>> begin ENTRIES SUPPLIED
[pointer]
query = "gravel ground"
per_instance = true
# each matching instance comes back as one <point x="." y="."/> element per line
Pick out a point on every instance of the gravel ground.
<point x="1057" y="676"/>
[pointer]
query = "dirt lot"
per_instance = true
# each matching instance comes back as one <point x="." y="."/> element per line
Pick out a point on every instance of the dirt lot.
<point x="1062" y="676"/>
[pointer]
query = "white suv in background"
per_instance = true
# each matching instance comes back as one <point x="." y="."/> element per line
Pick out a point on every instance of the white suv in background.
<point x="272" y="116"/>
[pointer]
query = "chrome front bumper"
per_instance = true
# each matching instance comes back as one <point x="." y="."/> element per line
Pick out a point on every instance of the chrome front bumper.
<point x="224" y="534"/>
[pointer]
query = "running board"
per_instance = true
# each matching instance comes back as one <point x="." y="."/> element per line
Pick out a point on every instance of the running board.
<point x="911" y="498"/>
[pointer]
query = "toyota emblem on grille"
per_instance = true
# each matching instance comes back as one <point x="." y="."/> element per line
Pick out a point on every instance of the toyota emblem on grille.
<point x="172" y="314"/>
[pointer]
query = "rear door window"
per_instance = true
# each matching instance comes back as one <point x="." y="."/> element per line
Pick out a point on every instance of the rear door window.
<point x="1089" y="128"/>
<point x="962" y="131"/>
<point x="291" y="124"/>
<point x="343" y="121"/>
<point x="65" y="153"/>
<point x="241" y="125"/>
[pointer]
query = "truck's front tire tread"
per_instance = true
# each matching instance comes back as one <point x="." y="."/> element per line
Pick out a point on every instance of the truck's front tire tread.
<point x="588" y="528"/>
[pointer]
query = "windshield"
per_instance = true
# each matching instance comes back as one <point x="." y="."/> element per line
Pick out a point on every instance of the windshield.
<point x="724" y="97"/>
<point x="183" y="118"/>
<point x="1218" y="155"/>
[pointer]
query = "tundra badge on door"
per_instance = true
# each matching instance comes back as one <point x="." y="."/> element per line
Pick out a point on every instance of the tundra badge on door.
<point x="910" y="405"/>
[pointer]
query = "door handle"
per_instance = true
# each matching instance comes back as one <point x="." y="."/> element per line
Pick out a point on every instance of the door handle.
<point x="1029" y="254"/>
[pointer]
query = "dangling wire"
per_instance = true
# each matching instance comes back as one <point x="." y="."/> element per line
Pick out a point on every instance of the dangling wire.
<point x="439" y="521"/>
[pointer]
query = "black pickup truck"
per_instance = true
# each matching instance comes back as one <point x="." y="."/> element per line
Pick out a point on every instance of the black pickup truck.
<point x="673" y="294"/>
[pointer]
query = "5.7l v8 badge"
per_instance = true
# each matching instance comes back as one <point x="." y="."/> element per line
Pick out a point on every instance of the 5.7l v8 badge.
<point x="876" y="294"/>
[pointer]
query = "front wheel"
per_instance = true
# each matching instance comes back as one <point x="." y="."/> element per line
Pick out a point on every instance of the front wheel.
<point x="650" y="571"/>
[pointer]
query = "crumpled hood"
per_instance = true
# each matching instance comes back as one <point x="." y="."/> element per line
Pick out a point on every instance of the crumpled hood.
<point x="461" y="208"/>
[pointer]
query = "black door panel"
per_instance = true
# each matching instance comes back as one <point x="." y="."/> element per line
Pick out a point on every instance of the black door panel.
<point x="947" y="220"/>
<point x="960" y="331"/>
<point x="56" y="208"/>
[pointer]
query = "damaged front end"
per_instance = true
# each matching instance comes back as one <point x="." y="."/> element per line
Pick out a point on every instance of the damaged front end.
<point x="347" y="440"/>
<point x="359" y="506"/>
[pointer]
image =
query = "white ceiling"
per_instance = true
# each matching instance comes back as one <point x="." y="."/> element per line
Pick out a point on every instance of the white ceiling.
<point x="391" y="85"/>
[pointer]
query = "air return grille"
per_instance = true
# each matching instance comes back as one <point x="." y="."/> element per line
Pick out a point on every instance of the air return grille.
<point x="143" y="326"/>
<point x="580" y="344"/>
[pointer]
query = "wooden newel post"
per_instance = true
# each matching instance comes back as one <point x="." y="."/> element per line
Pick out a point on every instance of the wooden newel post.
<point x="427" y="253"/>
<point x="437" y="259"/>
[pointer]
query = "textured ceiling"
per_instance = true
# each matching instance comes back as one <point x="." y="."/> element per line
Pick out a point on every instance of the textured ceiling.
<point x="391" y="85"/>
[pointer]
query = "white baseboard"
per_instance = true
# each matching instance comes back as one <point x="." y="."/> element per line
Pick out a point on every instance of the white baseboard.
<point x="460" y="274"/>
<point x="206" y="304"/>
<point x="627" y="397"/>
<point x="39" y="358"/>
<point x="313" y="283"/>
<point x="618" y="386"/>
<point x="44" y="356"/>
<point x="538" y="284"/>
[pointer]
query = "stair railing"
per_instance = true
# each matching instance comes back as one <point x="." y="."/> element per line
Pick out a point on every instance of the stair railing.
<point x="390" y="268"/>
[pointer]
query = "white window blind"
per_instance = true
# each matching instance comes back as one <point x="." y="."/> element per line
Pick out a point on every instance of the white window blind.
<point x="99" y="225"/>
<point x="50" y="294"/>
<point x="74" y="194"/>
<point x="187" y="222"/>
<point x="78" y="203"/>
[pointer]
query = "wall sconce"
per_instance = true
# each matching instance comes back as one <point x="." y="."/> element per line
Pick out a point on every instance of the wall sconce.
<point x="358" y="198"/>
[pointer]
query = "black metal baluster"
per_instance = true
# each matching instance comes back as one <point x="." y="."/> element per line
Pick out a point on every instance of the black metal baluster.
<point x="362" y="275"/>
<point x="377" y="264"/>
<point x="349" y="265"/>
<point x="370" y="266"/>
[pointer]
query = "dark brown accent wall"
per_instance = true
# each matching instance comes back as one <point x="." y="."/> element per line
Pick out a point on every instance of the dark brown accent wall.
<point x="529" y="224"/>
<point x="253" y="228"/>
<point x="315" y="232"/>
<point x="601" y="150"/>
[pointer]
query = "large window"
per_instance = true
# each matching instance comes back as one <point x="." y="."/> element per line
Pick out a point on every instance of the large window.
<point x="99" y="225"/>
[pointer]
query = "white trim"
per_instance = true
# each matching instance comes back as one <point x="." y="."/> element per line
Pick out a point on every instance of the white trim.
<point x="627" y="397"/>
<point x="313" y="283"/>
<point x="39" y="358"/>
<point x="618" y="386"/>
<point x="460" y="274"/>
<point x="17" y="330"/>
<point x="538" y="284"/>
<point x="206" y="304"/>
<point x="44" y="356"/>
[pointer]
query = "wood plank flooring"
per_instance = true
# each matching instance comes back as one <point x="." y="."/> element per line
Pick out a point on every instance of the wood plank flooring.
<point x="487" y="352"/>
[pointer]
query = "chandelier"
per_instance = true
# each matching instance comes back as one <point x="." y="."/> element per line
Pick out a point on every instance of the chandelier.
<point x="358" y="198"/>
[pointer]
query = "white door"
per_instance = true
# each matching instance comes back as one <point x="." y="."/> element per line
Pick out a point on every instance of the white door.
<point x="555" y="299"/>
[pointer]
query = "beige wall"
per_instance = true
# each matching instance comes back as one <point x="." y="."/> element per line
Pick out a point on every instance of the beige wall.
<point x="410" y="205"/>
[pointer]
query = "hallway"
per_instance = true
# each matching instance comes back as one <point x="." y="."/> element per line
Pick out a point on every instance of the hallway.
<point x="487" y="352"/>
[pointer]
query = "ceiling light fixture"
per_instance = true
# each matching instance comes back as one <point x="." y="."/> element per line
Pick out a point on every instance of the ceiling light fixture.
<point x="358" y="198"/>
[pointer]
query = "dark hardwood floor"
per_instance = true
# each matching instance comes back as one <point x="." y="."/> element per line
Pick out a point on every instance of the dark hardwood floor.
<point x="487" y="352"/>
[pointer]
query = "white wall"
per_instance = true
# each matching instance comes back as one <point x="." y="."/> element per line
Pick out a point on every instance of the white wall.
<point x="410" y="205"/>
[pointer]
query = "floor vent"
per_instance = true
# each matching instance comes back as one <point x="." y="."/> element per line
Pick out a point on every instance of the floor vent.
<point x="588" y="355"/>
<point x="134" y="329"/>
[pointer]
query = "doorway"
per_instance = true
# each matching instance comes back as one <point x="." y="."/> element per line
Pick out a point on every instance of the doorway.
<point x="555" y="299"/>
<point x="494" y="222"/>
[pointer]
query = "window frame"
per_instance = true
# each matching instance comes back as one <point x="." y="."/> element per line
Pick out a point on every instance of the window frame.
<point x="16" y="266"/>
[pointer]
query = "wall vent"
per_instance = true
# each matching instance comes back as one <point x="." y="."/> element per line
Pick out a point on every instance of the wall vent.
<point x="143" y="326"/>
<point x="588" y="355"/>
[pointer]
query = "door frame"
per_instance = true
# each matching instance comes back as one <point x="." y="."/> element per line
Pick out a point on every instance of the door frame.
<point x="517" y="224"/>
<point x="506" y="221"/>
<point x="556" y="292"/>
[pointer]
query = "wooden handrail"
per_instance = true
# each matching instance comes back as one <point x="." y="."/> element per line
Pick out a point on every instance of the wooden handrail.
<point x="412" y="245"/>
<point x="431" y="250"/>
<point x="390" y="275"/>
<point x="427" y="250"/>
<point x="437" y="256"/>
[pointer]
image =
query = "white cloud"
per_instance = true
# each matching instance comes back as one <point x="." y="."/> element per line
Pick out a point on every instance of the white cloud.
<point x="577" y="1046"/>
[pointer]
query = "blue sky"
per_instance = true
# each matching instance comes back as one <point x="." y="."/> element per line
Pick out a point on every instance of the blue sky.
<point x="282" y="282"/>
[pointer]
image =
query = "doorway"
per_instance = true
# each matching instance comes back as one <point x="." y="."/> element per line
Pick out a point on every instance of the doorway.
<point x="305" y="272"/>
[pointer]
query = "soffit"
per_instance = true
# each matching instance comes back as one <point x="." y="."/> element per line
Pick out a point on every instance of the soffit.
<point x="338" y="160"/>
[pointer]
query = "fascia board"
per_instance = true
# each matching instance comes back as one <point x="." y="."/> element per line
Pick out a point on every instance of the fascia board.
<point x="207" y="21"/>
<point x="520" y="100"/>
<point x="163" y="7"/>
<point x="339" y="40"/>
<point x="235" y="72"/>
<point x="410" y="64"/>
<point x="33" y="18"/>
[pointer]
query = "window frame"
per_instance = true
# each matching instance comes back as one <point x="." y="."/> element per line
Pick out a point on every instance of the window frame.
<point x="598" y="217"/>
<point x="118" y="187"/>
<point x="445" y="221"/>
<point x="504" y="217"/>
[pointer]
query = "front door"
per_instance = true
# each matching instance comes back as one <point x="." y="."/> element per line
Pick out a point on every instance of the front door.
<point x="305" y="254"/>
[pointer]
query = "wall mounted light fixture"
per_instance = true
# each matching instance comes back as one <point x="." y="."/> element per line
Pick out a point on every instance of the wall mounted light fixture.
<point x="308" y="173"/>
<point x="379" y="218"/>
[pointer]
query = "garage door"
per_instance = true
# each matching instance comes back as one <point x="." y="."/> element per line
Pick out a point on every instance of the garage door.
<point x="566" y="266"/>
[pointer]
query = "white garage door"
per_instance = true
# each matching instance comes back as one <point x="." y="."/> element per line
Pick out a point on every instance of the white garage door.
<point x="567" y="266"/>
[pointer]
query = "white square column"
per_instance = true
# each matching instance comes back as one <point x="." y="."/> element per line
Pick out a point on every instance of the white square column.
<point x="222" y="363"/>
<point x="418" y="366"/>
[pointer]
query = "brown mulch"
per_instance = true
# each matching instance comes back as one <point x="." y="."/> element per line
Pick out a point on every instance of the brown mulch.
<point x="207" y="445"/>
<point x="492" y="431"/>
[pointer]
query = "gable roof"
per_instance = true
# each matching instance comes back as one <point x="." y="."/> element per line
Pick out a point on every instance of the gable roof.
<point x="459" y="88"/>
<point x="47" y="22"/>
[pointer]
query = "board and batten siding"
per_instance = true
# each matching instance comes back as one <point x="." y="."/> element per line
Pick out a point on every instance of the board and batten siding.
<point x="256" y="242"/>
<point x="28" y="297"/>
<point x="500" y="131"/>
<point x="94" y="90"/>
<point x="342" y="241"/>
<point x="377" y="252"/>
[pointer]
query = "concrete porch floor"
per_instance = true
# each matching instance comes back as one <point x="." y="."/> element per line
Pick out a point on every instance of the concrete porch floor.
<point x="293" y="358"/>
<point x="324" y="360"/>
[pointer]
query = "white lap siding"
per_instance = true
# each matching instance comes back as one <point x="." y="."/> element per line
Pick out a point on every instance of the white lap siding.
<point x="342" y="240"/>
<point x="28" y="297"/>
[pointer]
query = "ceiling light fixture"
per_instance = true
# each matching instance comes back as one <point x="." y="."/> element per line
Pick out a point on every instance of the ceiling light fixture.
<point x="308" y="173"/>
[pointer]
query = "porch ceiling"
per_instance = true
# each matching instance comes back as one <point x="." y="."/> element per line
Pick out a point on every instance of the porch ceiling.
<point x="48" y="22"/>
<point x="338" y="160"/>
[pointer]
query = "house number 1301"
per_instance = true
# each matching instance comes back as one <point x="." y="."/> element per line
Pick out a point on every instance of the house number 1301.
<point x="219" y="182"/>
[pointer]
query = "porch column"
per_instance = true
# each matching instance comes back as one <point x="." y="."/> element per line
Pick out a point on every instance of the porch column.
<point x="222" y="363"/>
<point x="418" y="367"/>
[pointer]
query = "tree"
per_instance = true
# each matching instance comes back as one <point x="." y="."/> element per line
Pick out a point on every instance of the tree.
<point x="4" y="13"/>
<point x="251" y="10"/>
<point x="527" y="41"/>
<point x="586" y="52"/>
>> end ENTRIES SUPPLIED
DIRECTIVE: Locate each line of the data above that contains the word "chandelier", and copy those lines out in full.

CORRECT OUTPUT:
query = "chandelier"
Pick out a point on every instance of the chandelier.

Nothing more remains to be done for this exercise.